• _WORK INSTRUCTIONS_: Examine the entries and show every line in which the word "like" is found.

• _SUPPLIED MATERIAL_:
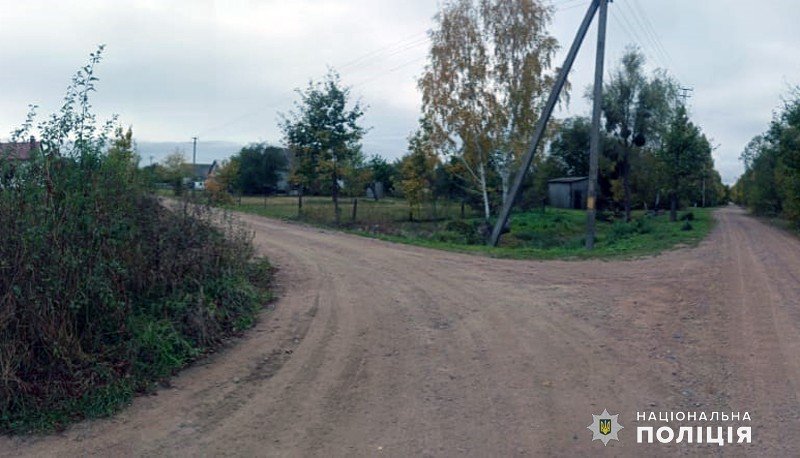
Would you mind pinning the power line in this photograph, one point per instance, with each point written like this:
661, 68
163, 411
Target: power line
632, 32
653, 31
640, 19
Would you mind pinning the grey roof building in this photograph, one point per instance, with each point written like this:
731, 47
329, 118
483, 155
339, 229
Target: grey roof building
568, 192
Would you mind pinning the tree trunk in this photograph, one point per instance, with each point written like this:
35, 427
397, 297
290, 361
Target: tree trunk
335, 194
485, 192
505, 179
673, 206
626, 184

• _EXERCISE OUTPUT_:
Would you mind pinning the power line in this photograph, one point per instance, with each point written like this:
Would you mind pinning the grey roof building in this photograph, one point per instance, with each point written like this:
Would you mind pinning the tree trunk in this photograph, one point per instance, with each point written like this:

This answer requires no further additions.